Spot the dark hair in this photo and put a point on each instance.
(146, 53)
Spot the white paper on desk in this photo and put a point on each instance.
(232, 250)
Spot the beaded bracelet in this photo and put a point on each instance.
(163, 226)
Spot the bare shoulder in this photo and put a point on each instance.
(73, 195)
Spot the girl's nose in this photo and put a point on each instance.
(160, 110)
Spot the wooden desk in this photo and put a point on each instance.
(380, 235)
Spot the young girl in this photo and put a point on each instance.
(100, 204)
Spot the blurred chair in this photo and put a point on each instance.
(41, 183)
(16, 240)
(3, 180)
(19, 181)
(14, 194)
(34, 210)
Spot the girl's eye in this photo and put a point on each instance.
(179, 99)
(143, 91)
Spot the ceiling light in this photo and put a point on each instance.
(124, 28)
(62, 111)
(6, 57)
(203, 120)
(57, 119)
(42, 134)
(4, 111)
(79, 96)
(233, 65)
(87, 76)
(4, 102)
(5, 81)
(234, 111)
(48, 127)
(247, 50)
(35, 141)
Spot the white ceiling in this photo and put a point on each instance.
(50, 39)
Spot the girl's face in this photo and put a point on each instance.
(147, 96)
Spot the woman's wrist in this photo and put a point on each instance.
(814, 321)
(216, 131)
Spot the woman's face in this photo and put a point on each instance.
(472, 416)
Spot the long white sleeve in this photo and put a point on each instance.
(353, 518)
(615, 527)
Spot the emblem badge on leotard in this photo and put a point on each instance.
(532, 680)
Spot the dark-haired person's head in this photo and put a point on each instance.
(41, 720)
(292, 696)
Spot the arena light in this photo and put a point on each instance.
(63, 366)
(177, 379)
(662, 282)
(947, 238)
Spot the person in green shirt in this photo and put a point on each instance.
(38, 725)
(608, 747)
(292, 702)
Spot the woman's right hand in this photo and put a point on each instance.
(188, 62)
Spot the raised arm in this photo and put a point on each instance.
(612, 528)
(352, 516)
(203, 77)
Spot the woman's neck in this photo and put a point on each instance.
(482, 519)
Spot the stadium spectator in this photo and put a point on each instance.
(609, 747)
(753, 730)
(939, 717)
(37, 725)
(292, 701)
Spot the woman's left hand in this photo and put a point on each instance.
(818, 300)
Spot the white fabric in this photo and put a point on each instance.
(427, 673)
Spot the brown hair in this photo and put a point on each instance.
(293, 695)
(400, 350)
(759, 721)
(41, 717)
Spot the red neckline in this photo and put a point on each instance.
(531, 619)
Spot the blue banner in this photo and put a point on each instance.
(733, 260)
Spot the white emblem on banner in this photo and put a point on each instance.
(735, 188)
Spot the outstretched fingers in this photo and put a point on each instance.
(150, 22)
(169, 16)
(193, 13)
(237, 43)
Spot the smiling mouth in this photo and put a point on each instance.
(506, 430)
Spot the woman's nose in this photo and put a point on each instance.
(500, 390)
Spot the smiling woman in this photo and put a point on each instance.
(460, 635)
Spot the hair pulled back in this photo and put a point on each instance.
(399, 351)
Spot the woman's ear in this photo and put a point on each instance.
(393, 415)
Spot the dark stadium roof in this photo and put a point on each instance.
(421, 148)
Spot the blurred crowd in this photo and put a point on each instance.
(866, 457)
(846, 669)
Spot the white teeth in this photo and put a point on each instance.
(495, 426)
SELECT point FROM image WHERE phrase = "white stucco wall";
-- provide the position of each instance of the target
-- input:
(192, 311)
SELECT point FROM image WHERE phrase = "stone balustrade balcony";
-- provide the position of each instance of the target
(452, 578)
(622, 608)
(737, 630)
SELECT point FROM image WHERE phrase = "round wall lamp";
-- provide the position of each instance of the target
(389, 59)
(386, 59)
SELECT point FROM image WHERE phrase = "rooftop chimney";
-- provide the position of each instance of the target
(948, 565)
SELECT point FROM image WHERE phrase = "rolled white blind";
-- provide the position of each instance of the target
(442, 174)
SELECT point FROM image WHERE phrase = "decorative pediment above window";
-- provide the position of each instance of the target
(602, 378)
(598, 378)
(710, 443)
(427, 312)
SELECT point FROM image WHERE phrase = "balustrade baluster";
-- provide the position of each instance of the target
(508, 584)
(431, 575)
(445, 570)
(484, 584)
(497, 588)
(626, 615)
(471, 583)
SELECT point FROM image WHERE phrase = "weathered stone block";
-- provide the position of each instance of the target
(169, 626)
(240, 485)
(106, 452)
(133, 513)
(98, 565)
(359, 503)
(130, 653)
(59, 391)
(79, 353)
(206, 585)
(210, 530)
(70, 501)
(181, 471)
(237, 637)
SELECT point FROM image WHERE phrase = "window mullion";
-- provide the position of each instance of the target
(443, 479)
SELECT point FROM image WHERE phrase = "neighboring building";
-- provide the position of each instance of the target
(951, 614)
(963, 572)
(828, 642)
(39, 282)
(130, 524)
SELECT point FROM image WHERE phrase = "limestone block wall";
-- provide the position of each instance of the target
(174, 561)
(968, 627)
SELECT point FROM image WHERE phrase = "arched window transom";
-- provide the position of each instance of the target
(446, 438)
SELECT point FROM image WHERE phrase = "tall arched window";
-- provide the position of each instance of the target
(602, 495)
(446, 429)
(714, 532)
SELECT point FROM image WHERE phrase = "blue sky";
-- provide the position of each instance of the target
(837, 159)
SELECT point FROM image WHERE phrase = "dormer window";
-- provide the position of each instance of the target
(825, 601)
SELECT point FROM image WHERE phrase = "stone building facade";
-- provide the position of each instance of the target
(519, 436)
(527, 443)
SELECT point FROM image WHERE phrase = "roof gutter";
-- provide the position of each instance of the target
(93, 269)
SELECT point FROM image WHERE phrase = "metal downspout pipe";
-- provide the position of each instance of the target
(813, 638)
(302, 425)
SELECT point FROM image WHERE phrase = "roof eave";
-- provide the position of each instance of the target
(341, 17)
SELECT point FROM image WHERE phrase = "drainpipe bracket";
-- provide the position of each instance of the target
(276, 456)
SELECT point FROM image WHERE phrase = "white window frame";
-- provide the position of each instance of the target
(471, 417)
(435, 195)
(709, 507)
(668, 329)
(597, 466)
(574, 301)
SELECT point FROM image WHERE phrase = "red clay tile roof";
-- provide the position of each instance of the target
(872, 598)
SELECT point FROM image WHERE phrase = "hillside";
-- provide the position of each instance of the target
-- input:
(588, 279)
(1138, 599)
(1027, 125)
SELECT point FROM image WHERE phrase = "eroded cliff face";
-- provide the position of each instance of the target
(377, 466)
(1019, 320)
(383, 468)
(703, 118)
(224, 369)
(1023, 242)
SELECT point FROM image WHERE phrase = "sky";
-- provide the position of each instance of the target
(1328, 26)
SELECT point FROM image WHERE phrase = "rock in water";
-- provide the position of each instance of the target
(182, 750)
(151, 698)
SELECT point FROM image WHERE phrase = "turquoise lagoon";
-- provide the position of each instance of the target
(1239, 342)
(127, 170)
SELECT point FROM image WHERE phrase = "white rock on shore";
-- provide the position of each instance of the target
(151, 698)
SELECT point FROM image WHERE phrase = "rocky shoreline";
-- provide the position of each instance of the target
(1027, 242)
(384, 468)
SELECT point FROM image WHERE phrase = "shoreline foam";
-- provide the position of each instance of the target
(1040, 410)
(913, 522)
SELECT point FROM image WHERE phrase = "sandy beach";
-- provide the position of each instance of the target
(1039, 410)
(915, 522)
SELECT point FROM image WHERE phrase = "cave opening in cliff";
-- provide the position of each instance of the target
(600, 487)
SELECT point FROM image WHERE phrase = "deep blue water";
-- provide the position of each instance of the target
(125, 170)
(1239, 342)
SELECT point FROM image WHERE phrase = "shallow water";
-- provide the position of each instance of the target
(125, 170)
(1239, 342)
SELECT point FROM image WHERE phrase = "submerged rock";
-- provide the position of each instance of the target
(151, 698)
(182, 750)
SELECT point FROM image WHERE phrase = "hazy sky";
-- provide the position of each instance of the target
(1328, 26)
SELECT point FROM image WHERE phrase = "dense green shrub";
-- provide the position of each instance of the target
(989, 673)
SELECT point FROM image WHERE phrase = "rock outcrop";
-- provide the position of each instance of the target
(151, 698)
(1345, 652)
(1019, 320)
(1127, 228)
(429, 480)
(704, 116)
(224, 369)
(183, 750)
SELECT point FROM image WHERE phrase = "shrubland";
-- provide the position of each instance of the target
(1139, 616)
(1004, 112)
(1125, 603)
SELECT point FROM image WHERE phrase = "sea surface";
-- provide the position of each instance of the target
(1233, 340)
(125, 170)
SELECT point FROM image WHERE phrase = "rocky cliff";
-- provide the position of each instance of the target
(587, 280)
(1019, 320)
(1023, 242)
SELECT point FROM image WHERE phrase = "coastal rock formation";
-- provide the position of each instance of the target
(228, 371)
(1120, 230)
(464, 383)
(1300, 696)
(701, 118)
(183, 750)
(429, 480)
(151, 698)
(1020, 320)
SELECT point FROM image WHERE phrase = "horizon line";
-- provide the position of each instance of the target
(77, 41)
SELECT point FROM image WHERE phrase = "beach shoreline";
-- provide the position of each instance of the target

= = = = =

→ **Goal**:
Gather every line from the data above that contains the word "stadium", and copy each one in full.

→ **Worked solution**:
Spot the stadium spectator in this photo and put a point on each instance.
Spot the dark stadium roof in this photo and put a point on each instance.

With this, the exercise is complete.